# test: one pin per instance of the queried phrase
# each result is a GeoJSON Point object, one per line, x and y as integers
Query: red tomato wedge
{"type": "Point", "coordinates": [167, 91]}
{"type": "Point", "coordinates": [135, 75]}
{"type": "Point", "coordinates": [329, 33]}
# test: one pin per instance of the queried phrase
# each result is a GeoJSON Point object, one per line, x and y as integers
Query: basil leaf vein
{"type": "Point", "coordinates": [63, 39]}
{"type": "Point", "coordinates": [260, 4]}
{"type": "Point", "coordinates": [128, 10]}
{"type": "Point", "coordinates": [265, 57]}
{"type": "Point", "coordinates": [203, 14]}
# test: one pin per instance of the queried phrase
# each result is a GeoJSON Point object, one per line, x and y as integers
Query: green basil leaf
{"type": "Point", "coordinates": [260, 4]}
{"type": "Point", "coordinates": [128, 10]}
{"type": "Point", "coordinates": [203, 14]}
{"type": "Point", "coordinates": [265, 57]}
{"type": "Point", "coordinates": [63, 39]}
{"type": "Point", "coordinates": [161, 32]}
=-=-=-=-=
:: What you are asked to do ::
Copy out the entries above again, keeping them exact.

:: Response ::
# test: one pin per instance of the queried phrase
# each result is a GeoJSON Point object, one per line, x and y as integers
Query: red tomato wedge
{"type": "Point", "coordinates": [167, 91]}
{"type": "Point", "coordinates": [135, 75]}
{"type": "Point", "coordinates": [329, 33]}
# test: one pin per instance of the queried phrase
# each result is a GeoJSON Point object, one per line, x and y as integers
Query: basil leaf vein
{"type": "Point", "coordinates": [63, 39]}
{"type": "Point", "coordinates": [260, 4]}
{"type": "Point", "coordinates": [128, 10]}
{"type": "Point", "coordinates": [265, 57]}
{"type": "Point", "coordinates": [203, 14]}
# test: one pin per instance of the queried phrase
# each result is a GeoJSON Point object, one per line, x and y as integers
Query: green basil leaf
{"type": "Point", "coordinates": [260, 4]}
{"type": "Point", "coordinates": [128, 10]}
{"type": "Point", "coordinates": [203, 14]}
{"type": "Point", "coordinates": [265, 57]}
{"type": "Point", "coordinates": [63, 39]}
{"type": "Point", "coordinates": [161, 32]}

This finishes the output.